§ What is required:
Each line of the material must be returned exactly.

● ● ● ● ●

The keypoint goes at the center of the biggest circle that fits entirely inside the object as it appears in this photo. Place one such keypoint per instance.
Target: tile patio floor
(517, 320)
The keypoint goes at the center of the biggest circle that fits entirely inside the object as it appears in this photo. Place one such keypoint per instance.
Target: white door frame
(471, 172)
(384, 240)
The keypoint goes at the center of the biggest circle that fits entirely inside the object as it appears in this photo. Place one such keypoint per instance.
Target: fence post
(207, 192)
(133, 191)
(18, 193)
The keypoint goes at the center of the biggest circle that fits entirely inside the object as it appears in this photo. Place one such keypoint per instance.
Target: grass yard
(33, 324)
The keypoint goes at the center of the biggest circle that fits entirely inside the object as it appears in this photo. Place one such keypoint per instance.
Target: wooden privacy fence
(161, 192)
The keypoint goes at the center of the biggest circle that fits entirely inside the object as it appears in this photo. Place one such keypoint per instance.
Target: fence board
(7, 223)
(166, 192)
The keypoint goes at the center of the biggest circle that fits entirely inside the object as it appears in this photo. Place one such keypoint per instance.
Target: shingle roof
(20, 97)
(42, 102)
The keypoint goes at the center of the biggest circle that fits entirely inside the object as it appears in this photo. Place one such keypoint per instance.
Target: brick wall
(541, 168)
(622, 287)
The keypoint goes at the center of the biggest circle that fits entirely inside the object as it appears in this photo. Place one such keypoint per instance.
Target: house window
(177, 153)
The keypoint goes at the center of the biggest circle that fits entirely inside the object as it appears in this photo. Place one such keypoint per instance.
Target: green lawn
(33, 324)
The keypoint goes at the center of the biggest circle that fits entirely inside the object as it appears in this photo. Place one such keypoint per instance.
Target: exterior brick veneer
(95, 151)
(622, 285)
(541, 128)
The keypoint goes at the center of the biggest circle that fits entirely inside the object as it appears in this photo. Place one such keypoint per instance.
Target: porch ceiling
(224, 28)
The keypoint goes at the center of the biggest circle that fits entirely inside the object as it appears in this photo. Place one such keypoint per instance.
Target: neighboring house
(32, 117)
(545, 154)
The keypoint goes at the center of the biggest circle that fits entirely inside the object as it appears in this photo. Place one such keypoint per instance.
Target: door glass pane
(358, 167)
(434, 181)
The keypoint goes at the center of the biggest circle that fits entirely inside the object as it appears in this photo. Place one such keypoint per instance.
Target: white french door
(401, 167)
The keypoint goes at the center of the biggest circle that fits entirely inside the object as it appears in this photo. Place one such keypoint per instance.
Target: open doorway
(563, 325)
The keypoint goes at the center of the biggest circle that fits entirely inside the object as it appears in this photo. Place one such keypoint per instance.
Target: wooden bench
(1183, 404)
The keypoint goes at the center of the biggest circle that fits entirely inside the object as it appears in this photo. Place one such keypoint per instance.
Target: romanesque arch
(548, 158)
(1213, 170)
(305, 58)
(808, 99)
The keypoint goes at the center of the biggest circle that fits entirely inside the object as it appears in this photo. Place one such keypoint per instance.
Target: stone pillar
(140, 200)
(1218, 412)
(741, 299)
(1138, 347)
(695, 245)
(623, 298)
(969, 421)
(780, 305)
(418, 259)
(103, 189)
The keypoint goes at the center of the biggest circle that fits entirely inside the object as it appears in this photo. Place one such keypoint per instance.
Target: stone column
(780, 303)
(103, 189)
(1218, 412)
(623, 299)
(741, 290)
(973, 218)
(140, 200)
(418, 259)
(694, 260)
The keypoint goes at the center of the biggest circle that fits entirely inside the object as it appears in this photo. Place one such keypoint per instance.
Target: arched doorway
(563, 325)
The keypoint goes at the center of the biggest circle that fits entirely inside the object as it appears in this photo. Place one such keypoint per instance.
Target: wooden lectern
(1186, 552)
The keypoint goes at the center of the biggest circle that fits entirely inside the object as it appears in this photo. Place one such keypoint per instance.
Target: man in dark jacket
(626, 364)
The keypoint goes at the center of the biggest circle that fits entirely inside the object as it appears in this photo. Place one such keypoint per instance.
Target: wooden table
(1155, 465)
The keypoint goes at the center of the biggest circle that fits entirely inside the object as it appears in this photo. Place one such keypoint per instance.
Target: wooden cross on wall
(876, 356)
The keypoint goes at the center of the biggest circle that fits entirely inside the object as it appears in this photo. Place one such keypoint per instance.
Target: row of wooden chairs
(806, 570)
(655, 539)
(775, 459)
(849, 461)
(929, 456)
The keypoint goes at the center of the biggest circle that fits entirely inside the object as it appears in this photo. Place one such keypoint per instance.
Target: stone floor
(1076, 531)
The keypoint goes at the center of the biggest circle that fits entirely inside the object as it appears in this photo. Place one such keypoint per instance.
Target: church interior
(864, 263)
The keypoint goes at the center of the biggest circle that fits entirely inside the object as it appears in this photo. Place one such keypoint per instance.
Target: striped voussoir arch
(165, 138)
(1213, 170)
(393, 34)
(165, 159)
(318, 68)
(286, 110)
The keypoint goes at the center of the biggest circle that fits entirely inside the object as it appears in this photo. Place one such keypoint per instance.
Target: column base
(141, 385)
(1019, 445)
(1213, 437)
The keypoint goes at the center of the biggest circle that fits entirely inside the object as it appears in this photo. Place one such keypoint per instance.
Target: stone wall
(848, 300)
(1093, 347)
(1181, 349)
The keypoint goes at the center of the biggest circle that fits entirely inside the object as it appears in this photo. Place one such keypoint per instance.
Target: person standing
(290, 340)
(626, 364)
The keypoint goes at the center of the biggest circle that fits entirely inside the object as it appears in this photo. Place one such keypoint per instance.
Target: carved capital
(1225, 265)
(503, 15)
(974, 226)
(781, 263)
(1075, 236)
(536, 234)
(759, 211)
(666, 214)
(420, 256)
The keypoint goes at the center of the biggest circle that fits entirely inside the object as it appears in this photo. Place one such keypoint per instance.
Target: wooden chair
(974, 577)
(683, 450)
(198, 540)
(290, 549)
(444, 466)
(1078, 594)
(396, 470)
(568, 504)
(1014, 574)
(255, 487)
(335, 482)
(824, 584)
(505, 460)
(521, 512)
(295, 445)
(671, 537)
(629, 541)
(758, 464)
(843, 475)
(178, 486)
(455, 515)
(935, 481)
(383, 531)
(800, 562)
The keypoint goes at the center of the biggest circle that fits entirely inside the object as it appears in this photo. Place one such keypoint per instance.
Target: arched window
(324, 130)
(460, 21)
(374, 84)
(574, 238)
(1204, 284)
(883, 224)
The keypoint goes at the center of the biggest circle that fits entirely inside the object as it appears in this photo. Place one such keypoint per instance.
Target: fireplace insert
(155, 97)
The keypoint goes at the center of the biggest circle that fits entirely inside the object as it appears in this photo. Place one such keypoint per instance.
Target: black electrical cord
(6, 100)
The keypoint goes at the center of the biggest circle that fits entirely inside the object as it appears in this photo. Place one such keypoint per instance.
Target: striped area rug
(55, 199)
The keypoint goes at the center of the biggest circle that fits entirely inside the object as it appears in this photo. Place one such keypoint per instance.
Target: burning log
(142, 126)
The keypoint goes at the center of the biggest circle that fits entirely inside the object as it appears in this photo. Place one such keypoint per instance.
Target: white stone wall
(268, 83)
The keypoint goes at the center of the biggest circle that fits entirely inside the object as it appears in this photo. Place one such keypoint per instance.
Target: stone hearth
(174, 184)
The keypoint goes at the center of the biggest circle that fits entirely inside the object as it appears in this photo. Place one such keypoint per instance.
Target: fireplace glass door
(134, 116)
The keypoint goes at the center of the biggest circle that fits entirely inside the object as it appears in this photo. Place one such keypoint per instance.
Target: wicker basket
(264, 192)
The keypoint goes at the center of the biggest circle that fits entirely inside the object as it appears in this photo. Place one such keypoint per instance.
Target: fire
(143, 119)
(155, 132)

● ● ● ● ●

§ Completed task:
The keypoint goes at the center of the biggest circle that fits entirely inside the object as it appears in this photo. Place one such keypoint per instance.
Target: tile patio floor
(517, 320)
The keypoint goes at the center of the biggest circle that fits entirely inside the object as it appears in this photo. Place one such keypoint per instance.
Target: white door frame
(471, 172)
(384, 240)
The keypoint goes at the center of the biggest circle that fits entirely inside the object as it appears in this photo. Place one such keypoint per instance.
Target: fence post
(207, 192)
(133, 191)
(18, 193)
The keypoint goes at the center of the biggest circle that fits entirely inside the object as it appears in this photo. Place one such keypoint per instance.
Target: grass yard
(33, 324)
The keypoint goes at the center of the biggest circle that fits entirely inside the object as it appears in this photo. Place one such keypoint per instance.
Target: wooden privacy fence
(161, 192)
The keypoint goes at the center of the biggest circle that fits entirely inside the object as it appears in this photo. Place one such keypoint per instance.
Target: fence board
(7, 223)
(166, 192)
The keypoint goes at the center of the biggest circle that fits entirely inside the object as it appears in this photo. Place one such keypoint per instance.
Target: shingle roof
(20, 97)
(42, 102)
The keypoint goes at the center of the biggest circle that fits entirely inside the object as it appears in this photo. Place one such keypoint per instance.
Target: brick wall
(541, 168)
(622, 287)
The keypoint goes at the center of the biggest circle that fits entirely inside the object as it appears in this photo. Place one such keypoint per instance.
Target: house window
(177, 153)
The keypoint goes at the center of the biggest circle that fits entirely inside the object as it appears in this photo. Place one such keypoint per instance.
Target: green lawn
(33, 324)
The keypoint goes at the center of the biggest circle that fits entirely inside the object as it appears in this photo. Place one such keypoint per instance.
Target: exterior brick veneer
(95, 151)
(622, 285)
(541, 128)
The keypoint goes at the center of the biggest circle that fits entirely inside the object as it appears in this photo. Place one such keypoint per instance.
Target: porch ceiling
(224, 28)
The keypoint goes at the center of the biggest circle that fits entirely inside the object as it appears in this photo. Place one such keypoint per instance.
Target: neighboring house
(32, 117)
(545, 154)
The keypoint goes at the center of the biggest circle that fits entirely inside the object as it appears in this photo. Place one such keypoint per instance.
Target: door glass pane
(358, 167)
(434, 181)
The keypoint goes at the center of the biggest circle that fits entirely inside the object as it appears in this photo. Place one such keypoint per instance.
Target: white french door
(401, 167)
The keypoint goes at the center of the biggest circle that fits entirely inside the object as it appears in this photo. Place one such keypoint per instance.
Target: open doorway
(563, 325)
The keypoint goes at the center of the biggest circle that fits entirely inside the object as it appears in this photo. Place one such keypoint per instance.
Target: wooden bench
(1183, 404)
The keypoint goes at the center of the biggest circle that fits entirely inside the object as it appears in this photo. Place one such keypoint per instance.
Target: romanesque arch
(548, 158)
(1213, 170)
(305, 58)
(808, 99)
The keypoint goes at the center of the biggest circle that fits entirely inside the object as it appears in this photo. Place one such keypoint per instance.
Target: stone pillar
(140, 200)
(1218, 412)
(741, 299)
(1138, 347)
(695, 245)
(623, 298)
(969, 421)
(780, 305)
(418, 259)
(103, 189)
The keypoint goes at the center of the biggest circle that fits entirely inside the object as it appears in this photo. Place one such keypoint per instance.
Target: stone column
(780, 303)
(103, 189)
(1218, 412)
(623, 299)
(741, 290)
(973, 218)
(140, 200)
(418, 259)
(694, 260)
The keypoint goes at the center of the biggest circle that fits entirely inside the object as it appears in this photo. Place one such keypoint per instance.
Target: arched doorway
(563, 325)
The keypoint goes at the center of the biggest circle that fits entirely inside the object as it appears in this photo. Place one such keypoint per instance.
Target: wooden lectern
(1186, 552)
The keypoint goes at the center of the biggest circle that fits entirely inside the object as it appears in this photo. Place one such keypoint per instance.
Target: man in dark jacket
(626, 364)
The keypoint goes at the center of the biggest circle that fits entirely inside the object as it appears in this photo. Place one such keypoint per instance.
Target: wooden table
(1155, 465)
The keypoint goes at the center of the biggest circle that fits entirely inside the object as it appears in this photo. Place one such keypoint per instance.
Target: wooden cross on wall
(876, 356)
The keypoint goes at the center of the biggest circle that fits entirely inside the object as it appears in this photo. Place one such keypoint per instance.
Target: row of wooden chairs
(806, 570)
(655, 539)
(775, 459)
(849, 461)
(929, 456)
The keypoint goes at the center of the biggest circle that fits entirely inside the object as it appears in this photo. Place one such keypoint per instance.
Target: stone floor
(1076, 531)
The keypoint goes at the center of the biggest circle that fits entirely inside the object as it appears in this photo. Place one such keypoint per instance.
Target: church interior
(864, 263)
The keypoint goes at the center of the biggest circle that fits entirely inside the object as it appears in this photo. Place one such keypoint per instance.
Target: striped voussoir arch
(165, 138)
(1213, 170)
(393, 34)
(165, 159)
(318, 68)
(286, 110)
The keypoint goes at the center of the biggest circle that fits entirely inside the object as it appears in this photo. Place one such keypoint per instance.
Target: column base
(141, 385)
(1019, 445)
(1213, 437)
The keypoint goes at the center of the biggest circle that fits entirely inside the object as it appears in this photo. Place one such keypoint per instance.
Target: stone wall
(848, 300)
(1093, 347)
(1181, 349)
The keypoint goes at the center of the biggest circle that fits entirely inside the object as it appears in this photo. Place one such keypoint per instance.
Target: person standing
(290, 340)
(626, 364)
The keypoint goes at the center of the biggest circle that fits entirely inside the object as it appears in this photo. Place one such keypoint per instance.
Target: carved capital
(1225, 265)
(503, 15)
(974, 226)
(781, 263)
(1075, 236)
(536, 234)
(759, 211)
(666, 214)
(420, 256)
The keypoint goes at the center of the biggest circle that fits entirely inside the object as it appears in this photo. Place one such keypoint per instance.
Target: wooden chair
(974, 577)
(683, 450)
(198, 540)
(290, 549)
(444, 466)
(1078, 594)
(396, 470)
(568, 504)
(1014, 574)
(255, 487)
(335, 482)
(824, 584)
(505, 460)
(521, 512)
(295, 445)
(671, 537)
(629, 541)
(758, 464)
(843, 475)
(178, 486)
(455, 515)
(935, 481)
(383, 531)
(800, 562)
The keypoint goes at the center of the biggest circle that fits entirely inside the object as it appears in this photo. Place one such keypoint per instance.
Target: arched window
(324, 130)
(460, 21)
(374, 84)
(574, 238)
(1204, 284)
(883, 224)
The keypoint goes at the center of the biggest circle that fits entirely inside the object as it appears in this photo. Place one such keypoint per instance.
Target: fireplace insert
(155, 97)
The keypoint goes at the center of the biggest circle that fits entirely inside the object as it appears in this photo. Place one such keypoint per instance.
Target: black electrical cord
(6, 100)
The keypoint goes at the center of the biggest circle that fits entirely inside the object as it appears in this photo. Place one such keypoint per instance.
Target: striped area rug
(55, 199)
The keypoint goes at the center of the biggest circle that fits entirely inside the object as it appears in this photo. Place one such keypoint per instance.
Target: burning log
(142, 126)
The keypoint goes at the center of the biggest circle that fits entirely inside the object as it appears in this photo. Place one such keypoint per instance.
Target: white stone wall
(268, 83)
The keypoint goes at the center of the biggest circle that fits entirely inside the object as it appears in this photo. Place one such keypoint per instance.
Target: stone hearth
(174, 184)
The keypoint goes at the center of the biggest circle that fits entirely inside the object as it appears in this photo. Place one such keypoint per instance.
Target: fireplace glass door
(134, 116)
The keypoint goes at the center of the biggest circle that fits entirely inside the object as it appears in this photo. Place one such keypoint per instance.
Target: wicker basket
(264, 192)
The keypoint goes at the center of the biggest circle that fits entirely inside the object as it appears in this photo. Place one such keypoint per instance.
Target: fire
(143, 119)
(155, 132)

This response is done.